What is required: Without omitting anything, write out the listing below precisely.

Exercise input:
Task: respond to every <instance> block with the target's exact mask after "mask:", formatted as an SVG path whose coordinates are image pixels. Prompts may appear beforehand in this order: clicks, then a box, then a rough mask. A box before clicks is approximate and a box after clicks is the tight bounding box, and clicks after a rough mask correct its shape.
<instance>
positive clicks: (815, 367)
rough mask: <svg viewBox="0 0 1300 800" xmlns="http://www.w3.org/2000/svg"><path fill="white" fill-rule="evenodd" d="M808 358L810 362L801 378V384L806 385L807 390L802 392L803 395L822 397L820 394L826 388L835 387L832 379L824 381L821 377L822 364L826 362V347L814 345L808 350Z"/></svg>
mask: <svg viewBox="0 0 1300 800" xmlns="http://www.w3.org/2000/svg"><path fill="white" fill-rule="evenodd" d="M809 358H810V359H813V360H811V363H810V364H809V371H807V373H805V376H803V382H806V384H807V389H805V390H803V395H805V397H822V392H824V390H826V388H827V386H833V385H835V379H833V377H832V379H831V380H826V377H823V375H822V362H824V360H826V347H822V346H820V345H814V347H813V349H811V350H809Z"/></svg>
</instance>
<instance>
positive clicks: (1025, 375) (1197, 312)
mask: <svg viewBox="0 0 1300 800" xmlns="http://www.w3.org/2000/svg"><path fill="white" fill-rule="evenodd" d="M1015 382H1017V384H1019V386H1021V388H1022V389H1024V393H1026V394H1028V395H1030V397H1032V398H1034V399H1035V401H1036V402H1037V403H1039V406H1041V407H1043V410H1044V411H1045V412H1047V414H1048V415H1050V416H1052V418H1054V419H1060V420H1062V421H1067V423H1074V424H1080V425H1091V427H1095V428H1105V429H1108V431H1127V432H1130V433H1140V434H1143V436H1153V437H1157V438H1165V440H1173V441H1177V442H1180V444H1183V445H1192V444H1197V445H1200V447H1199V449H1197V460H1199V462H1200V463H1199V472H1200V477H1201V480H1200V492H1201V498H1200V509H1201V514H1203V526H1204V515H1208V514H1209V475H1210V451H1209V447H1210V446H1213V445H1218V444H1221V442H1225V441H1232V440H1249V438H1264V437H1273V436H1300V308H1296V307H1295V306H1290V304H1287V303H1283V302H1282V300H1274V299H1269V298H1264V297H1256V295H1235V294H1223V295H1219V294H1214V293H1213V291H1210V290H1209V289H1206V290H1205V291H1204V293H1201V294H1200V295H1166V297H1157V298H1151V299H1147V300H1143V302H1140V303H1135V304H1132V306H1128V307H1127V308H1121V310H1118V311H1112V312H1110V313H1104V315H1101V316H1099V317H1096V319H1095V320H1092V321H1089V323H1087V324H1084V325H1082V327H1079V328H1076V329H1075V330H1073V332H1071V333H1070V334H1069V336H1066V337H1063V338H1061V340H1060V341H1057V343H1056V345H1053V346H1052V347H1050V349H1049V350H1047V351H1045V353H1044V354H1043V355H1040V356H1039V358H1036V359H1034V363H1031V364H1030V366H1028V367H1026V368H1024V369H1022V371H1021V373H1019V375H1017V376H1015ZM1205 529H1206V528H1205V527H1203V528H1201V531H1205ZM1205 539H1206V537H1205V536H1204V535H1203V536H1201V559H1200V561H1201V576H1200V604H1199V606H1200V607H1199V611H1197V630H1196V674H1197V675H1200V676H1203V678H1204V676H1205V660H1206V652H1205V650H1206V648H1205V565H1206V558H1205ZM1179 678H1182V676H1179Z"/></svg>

Problem solution:
Task: respond to every <instance> block with the target's exact mask after "mask:", formatted as an SVG path whose coordinates are image pixels. Prompts may appear beforehand in this order: clicks, then a box, then a rough mask. A box before clicks is approximate and a box after clicks is the tight bounding box, and clicks after a rough mask correct its shape.
<instance>
positive clicks: (815, 367)
rough mask: <svg viewBox="0 0 1300 800" xmlns="http://www.w3.org/2000/svg"><path fill="white" fill-rule="evenodd" d="M808 358L810 362L801 378V384L806 385L807 390L802 392L803 395L822 397L820 394L826 388L835 387L832 379L824 381L821 377L822 364L826 362V347L814 345L808 350Z"/></svg>
mask: <svg viewBox="0 0 1300 800" xmlns="http://www.w3.org/2000/svg"><path fill="white" fill-rule="evenodd" d="M809 358H810V359H813V360H811V363H810V364H809V371H807V373H805V376H803V382H806V384H807V389H805V390H803V395H805V397H822V392H824V390H826V388H827V386H833V385H835V379H833V377H832V379H831V380H826V377H823V375H822V362H824V360H826V347H822V346H820V345H814V347H813V349H811V350H809Z"/></svg>
</instance>
<instance>
positive clicks: (1025, 375) (1197, 312)
mask: <svg viewBox="0 0 1300 800" xmlns="http://www.w3.org/2000/svg"><path fill="white" fill-rule="evenodd" d="M1015 382H1017V384H1019V386H1021V388H1022V389H1024V393H1026V394H1028V395H1030V397H1032V398H1034V399H1035V401H1036V402H1037V403H1039V406H1041V407H1043V410H1044V411H1045V412H1047V414H1048V415H1050V416H1052V418H1054V419H1060V420H1062V421H1067V423H1074V424H1080V425H1091V427H1095V428H1105V429H1108V431H1127V432H1130V433H1140V434H1143V436H1153V437H1157V438H1165V440H1173V441H1177V442H1180V444H1183V445H1192V444H1197V445H1200V447H1199V449H1197V460H1199V462H1200V463H1199V472H1200V477H1201V480H1200V492H1201V498H1200V509H1201V514H1203V526H1204V515H1208V514H1209V475H1210V451H1209V447H1210V446H1213V445H1218V444H1221V442H1225V441H1232V440H1249V438H1264V437H1273V436H1300V308H1296V307H1295V306H1290V304H1287V303H1283V302H1282V300H1274V299H1269V298H1264V297H1256V295H1235V294H1223V295H1219V294H1214V293H1213V291H1210V290H1209V289H1206V290H1205V291H1204V293H1201V294H1200V295H1166V297H1157V298H1151V299H1147V300H1143V302H1140V303H1135V304H1132V306H1128V307H1127V308H1121V310H1118V311H1112V312H1110V313H1104V315H1101V316H1099V317H1096V319H1095V320H1092V321H1089V323H1087V324H1084V325H1082V327H1079V328H1076V329H1075V330H1073V332H1071V333H1070V334H1069V336H1066V337H1063V338H1061V340H1060V341H1057V343H1056V345H1053V346H1052V347H1050V349H1049V350H1047V351H1045V353H1044V354H1043V355H1040V356H1039V358H1036V359H1034V363H1031V364H1030V366H1028V367H1026V368H1024V369H1022V371H1021V373H1019V375H1017V376H1015ZM1205 529H1206V528H1205V527H1203V528H1201V531H1205ZM1205 539H1206V537H1205V536H1204V535H1203V536H1201V559H1200V561H1201V576H1200V604H1199V606H1200V607H1199V611H1197V630H1196V674H1197V675H1200V676H1203V678H1204V676H1205V660H1206V652H1205V650H1206V648H1205V565H1206V558H1205ZM1179 678H1182V676H1179Z"/></svg>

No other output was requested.